Aim of the exercise: Please write out all of the records below line for line, changing nothing.

Task inputs:
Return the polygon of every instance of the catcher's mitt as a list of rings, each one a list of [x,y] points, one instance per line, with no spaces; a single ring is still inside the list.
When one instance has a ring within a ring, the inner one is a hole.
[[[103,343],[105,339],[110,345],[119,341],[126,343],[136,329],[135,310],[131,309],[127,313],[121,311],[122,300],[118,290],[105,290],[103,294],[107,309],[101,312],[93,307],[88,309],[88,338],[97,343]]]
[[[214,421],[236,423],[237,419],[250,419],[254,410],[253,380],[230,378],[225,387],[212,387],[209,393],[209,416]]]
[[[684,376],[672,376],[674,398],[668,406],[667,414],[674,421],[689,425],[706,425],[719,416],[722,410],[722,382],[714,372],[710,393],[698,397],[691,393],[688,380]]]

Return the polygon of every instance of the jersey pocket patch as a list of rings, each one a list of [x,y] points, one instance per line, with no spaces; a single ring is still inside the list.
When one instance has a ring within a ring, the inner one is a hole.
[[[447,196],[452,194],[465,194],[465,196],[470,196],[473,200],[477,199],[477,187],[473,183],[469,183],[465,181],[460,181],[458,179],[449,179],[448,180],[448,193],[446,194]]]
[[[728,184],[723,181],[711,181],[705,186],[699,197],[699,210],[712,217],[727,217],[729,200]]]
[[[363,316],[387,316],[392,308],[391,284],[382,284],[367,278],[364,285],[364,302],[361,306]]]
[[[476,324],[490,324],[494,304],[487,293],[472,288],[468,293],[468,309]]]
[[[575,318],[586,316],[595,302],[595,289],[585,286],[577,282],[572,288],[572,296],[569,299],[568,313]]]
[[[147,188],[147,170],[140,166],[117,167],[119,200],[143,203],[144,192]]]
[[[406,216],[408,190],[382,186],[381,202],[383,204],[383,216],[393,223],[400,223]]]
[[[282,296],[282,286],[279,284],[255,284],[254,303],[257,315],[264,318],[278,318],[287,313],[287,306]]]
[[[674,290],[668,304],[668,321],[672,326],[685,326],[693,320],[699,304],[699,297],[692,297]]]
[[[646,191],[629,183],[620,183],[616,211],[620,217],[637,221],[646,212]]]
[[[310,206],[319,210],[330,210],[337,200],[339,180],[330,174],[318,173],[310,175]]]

Exercise solution:
Return the polygon of every instance of the catcher's mitt as a list of rings, each one a list of [x,y] points, one instance per line, with no spaces; a single ring is still inside the list.
When one instance has a ring within a ring, the inner one is a hole.
[[[103,343],[105,339],[110,345],[119,341],[126,343],[136,329],[135,310],[131,309],[127,313],[121,311],[122,300],[118,290],[105,290],[103,294],[107,309],[101,312],[93,307],[88,309],[88,338],[97,343]]]
[[[214,421],[236,423],[237,419],[250,419],[254,410],[253,380],[230,378],[225,387],[212,387],[209,393],[209,416]]]
[[[684,376],[672,376],[674,398],[668,406],[667,414],[674,421],[689,425],[706,425],[719,416],[722,410],[722,382],[714,372],[710,393],[698,397],[691,393],[688,380]]]

Return the polygon of every instance of the jersey pocket patch as a list of rings, each one a list of [x,y] points, one instance per line, with no spaces; a single ring is still inside the list.
When one instance has a ring within a ring, the inner one is a hole.
[[[447,196],[452,194],[465,194],[465,196],[470,196],[473,200],[477,199],[477,187],[473,183],[469,183],[465,181],[460,181],[458,179],[449,179],[448,180],[448,193],[446,194]]]
[[[728,184],[723,181],[711,181],[705,186],[699,197],[699,210],[712,217],[727,217],[729,200]]]
[[[363,316],[387,316],[392,308],[391,284],[382,284],[367,278],[364,285],[364,302],[361,306]]]
[[[476,324],[490,324],[494,304],[487,293],[472,288],[468,293],[468,309]]]
[[[575,318],[586,316],[595,302],[595,289],[585,286],[577,282],[572,288],[572,296],[569,299],[568,313]]]
[[[147,188],[147,170],[140,166],[117,167],[119,200],[143,203],[144,192]]]
[[[406,216],[408,190],[382,186],[381,202],[383,204],[383,216],[393,223],[400,223]]]
[[[282,296],[282,286],[279,284],[255,284],[254,303],[257,315],[264,318],[278,318],[287,313],[287,306]]]
[[[674,290],[668,304],[668,321],[672,326],[685,326],[693,320],[699,304],[699,297],[692,297]]]
[[[646,191],[629,183],[620,183],[616,211],[620,217],[637,221],[646,212]]]
[[[310,206],[319,210],[330,210],[337,200],[339,180],[330,174],[318,173],[310,175]]]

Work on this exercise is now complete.